[Opening TEXT SHOWN section]
How can we believe in God at a time like this?

A video version of my answer – for those who prefer to watch… text underneath, if you prefer to read.

You may have noticed that we (along with many others)  are doing an awful lot of praying, our daily prayers are being posted up on our Facebook page

and hopefully will also  be on our Peter John Church website shortly too.

But you may well be wondering: what’s all this prayer achieving? Where is God in all this? Why doesn’t he or she seem to be intervening?

What’s the point of prayer and worship at a time like this?

Foolishly I know, because these are big questions, I’m going to try give you just a few short answers in this video.

Firstly where is God in all this? The Christian belief is that he is right here with us alongside us, weeping with us, feeling our pain, and offering us his constant presence and loving support. The fact that we sometimes can’t feel that has more to do with the static of anxiety in our minds and hearts, than with any shortage of its availability.

Secondly, why doesn’t God step in to dramatically stop the virus in its tracks? Undoubtedly many of us are praying for exactly that, so why doesn’t God seem to be responding?
[Closing TEXT SHOWN section]
[Opening ENTRIES SUPPLIED section]
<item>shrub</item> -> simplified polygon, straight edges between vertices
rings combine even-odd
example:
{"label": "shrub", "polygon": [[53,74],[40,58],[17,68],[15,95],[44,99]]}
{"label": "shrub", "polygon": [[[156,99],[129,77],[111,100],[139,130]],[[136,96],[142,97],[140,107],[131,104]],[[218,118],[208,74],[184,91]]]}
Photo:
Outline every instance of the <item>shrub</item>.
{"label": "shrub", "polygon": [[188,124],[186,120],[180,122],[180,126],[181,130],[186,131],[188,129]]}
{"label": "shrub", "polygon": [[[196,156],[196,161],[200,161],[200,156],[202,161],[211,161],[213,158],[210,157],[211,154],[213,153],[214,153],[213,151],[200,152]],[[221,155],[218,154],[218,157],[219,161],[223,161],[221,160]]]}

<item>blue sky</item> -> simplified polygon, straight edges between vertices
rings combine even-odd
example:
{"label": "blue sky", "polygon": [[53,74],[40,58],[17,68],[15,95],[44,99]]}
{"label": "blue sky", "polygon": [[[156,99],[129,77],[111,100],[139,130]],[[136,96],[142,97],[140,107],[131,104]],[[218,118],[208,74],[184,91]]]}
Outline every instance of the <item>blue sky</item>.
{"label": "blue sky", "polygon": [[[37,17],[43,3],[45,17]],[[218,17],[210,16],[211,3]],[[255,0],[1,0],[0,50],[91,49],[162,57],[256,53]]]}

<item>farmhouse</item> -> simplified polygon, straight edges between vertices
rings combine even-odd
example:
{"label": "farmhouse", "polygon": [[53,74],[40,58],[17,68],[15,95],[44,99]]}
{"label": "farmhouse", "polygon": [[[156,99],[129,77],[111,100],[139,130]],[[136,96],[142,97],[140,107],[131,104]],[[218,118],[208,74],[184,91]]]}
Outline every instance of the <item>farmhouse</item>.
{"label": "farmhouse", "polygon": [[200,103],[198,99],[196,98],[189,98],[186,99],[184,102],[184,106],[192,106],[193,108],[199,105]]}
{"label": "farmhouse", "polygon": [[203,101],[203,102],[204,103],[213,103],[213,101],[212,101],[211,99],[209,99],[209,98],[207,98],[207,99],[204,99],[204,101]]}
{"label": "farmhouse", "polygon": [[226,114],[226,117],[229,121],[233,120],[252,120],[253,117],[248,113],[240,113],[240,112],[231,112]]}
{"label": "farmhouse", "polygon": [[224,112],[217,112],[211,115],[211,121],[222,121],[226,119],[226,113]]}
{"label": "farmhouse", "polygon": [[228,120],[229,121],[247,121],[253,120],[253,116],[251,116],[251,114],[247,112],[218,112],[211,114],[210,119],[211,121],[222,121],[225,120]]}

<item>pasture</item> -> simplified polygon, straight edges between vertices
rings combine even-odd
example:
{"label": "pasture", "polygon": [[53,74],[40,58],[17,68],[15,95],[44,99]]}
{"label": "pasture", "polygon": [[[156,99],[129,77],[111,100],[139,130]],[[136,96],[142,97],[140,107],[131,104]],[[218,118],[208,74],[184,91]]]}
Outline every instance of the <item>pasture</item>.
[Closing ENTRIES SUPPLIED section]
Continue the piece on believing in God during the virus, starting right after its final question about why God doesn't seem to respond.

**REPLY:**
Two possible answers to that question: how do you know God is NOT responding? God’s answers often come through human agencies, so when we fling at God the question “what are you doing about this God?” He will often reply, putting us back on our own 2 feet as it were, asking us to be responsible for ourselves and one another and says “what are you doing about it?”


Yes I understand that we all want the big dramatic miracle, but I’m not going to close my eyes and fail to see the thousands and thousands of small miracles that come about when people choose live faithfully by God’s ways of compassion, showing kindness and generosity to other human beings. And these miracles are not limited to those who would describe themselves as Christians, but they break out all over the place.

The second answer to the “why is God not responding” question addresses the fears and anger that lie behind that question. We are afraid that this is happening because either there isn’t a God, in which case life is all pretty meaningless, or because there is a God and he is angry and or distant from us and indifferent, and not surprisingly we are angry about that. Or hurt, asking ourselves what have we done to deserve this?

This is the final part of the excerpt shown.